> _Prompt A_: Can you repeat the rows verbatim, starting at the line that contains "[trace] **grey hair**" and stopping after the final line of the rows?

> _Text shown_:
——
# Venison haunch recipe



## badgero (Sep 5, 2015)

Hi all

Need to pick your brains.

I have a haunch of venison coming in a week or so and I`m not sure what to do with it. I have a good spicy roast recipe which does involve a brine of sorts for about 10 days and the usual game cooking books all say that the joint needs to be hung/marinaded for a week to 10 days, so that`s cool. 

I`d like to hot smoke it at a low temp for 5-6 hours (maybe), but any ideas for a rub, a marinade, some timings and temps etc?

Some ideas would be gratefully accepted.

Thanks guys


----------



## kc5tpy (Sep 6, 2015)

Hello.  You are on track as far as my knowledge takes me.  I would add the tastes I wanted to the brine and hen salt and pepper to smoke.

Time?  Temp.?  Many here may not agree but I would throw it on hte smoker at 350F..  Leave it for 20-30 minutes and then close the smoker down until you reach about 225/250.  Hold that until it is done.  I would not take that haunch above IT of 135/140.  Venison can be dry.  So wrap in foil and keep warm for at least 1 hour.  Keep Smokin!

Danny


----------



## pineywoods (Sep 6, 2015)

If you asked this in the "Wild Game" section of the main forum you would get a lot more advice

Personally when I do these I inject them and smoke at 225-250 till internal of 135-140

As Danny says they will dry out if you try to take the internal too high


----------



## foamheart (Sep 6, 2015)

Pineywoods said:


> If you asked this in the "Wild Game" section of the main forum you would get a lot more advice
> 
> Personally when I do these I inject them and smoke at 225-250 till internal of 135-140
> 
> As Danny says they will dry out if you try to take the internal too high


Have you ever tried a buttermilk marinade? Two days on the kitchen counter in just buttermilk unrefrigerated. It breaks it down a little bit making it a bit more tender. Then injecting a compound butter into the meat? A friend does that and its mighty tastee. Oh, he also wraps it in bacon.

I can't be too specific, but I have seen him do it and tasted the result. Mighty Tastee!


----------



## kc5tpy (Sep 7, 2015)

Hi Foam!!  Long time no speak!  I LIKE it buddy.  Buttermilk marinade should work GREAT!  Nice touch.  Keep Smokin!

Danny


----------
——
> _Supplied data_:
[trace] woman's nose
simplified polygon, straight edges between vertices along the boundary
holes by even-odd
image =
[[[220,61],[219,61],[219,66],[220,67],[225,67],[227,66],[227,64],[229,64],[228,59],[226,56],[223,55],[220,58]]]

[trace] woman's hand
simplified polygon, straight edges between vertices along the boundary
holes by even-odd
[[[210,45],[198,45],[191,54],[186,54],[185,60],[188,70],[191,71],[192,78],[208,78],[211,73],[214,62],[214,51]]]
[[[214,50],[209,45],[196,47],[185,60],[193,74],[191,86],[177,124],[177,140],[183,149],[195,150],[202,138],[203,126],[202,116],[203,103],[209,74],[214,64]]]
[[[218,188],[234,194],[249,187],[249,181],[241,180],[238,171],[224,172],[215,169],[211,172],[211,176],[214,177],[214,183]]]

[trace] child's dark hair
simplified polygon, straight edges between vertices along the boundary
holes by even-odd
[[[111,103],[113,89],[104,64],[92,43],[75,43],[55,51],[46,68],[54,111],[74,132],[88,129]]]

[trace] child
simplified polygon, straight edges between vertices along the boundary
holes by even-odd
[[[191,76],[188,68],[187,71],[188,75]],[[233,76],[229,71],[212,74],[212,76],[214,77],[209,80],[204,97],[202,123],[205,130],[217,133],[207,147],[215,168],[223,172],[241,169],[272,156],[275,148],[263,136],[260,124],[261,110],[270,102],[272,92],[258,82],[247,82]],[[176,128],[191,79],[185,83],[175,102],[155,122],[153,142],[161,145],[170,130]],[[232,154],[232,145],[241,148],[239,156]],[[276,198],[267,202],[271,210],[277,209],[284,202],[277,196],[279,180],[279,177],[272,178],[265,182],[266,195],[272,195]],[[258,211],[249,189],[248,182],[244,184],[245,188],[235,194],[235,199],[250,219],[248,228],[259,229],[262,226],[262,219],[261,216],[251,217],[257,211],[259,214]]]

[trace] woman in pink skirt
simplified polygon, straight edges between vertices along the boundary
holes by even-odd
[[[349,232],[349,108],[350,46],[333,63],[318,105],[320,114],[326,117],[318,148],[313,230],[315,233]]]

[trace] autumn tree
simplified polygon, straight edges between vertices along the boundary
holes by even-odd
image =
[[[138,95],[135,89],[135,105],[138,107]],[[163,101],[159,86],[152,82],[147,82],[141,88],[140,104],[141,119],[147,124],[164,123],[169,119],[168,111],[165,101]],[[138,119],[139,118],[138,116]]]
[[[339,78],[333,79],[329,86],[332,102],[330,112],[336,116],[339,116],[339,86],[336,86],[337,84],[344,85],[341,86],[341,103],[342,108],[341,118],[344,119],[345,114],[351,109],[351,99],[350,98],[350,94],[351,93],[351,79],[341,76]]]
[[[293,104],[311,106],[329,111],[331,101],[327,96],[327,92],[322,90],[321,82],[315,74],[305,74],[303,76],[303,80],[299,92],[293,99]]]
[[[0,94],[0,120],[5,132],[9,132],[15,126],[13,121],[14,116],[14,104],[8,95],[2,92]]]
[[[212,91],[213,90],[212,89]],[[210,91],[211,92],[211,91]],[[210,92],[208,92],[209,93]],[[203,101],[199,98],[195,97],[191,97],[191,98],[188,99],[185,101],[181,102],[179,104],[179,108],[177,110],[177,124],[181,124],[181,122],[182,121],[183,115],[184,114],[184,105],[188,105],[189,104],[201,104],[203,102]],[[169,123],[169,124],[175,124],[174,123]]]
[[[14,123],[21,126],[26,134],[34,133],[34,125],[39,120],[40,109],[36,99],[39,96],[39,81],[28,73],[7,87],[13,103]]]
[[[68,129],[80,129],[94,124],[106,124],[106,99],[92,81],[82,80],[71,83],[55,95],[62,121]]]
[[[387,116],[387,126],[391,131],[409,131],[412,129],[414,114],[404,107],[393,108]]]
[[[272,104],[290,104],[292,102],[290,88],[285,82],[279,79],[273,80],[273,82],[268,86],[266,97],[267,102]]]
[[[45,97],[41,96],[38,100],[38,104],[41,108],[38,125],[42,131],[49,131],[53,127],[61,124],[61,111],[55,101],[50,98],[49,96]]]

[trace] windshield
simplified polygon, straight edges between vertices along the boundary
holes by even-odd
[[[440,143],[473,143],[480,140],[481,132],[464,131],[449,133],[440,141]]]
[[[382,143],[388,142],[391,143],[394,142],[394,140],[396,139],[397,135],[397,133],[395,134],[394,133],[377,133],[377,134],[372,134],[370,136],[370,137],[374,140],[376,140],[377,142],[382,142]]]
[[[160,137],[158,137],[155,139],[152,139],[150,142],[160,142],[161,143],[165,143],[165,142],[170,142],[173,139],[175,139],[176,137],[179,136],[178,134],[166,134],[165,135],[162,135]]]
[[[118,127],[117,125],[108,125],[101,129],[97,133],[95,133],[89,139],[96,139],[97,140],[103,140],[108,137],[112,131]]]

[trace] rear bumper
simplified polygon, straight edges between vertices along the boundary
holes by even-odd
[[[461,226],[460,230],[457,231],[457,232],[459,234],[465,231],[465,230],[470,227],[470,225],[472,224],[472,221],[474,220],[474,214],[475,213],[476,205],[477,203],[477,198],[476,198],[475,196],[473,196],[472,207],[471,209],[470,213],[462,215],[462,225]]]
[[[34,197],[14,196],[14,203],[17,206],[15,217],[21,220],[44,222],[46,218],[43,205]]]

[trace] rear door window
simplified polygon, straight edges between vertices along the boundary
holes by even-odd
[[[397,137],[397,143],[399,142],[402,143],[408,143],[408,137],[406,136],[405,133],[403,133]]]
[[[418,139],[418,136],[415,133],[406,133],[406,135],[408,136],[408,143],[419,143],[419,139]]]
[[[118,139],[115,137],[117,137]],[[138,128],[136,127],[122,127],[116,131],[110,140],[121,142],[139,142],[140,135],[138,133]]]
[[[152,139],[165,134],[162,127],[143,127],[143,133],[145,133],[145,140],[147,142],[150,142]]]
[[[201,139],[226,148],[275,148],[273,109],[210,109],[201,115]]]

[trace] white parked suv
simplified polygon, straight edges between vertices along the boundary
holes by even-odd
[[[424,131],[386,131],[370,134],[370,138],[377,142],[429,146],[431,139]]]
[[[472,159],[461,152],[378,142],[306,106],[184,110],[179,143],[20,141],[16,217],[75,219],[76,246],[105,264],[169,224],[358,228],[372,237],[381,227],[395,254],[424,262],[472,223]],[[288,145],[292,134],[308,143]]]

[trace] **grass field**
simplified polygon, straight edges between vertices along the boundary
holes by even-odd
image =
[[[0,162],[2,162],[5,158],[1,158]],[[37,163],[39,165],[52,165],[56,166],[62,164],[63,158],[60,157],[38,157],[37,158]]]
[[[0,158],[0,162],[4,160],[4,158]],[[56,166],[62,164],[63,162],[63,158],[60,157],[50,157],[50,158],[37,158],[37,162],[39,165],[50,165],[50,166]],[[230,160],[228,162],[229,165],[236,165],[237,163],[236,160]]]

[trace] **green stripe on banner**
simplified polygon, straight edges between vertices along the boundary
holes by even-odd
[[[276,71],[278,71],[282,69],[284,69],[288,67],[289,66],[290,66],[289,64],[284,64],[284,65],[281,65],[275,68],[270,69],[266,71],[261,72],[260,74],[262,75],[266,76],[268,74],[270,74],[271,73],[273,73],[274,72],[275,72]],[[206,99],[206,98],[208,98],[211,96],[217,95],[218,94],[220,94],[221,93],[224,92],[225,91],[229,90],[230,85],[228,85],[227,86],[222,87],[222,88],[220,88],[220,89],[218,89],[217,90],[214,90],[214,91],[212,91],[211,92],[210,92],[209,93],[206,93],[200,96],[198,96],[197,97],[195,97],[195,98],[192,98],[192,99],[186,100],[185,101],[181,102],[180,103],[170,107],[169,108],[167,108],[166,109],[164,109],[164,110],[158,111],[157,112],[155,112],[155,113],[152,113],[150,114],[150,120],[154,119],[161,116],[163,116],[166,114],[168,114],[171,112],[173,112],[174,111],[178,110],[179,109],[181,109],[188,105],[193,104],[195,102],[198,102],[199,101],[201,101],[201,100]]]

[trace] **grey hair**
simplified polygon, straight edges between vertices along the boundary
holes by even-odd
——
> _Prompt B_: Could you return, unchanged, the passage of the venison haunch thread that begins at the words "## badgero (Sep" and ends after "be gratefully accepted."?

> _Full answer A_:
[trace] **grey hair**
simplified polygon, straight edges between vertices along the boundary
holes by even-odd

> _Full answer B_:
## badgero (Sep 5, 2015)

Hi all

Need to pick your brains.

I have a haunch of venison coming in a week or so and I`m not sure what to do with it. I have a good spicy roast recipe which does involve a brine of sorts for about 10 days and the usual game cooking books all say that the joint needs to be hung/marinaded for a week to 10 days, so that`s cool. 

I`d like to hot smoke it at a low temp for 5-6 hours (maybe), but any ideas for a rub, a marinade, some timings and temps etc?

Some ideas would be gratefully accepted.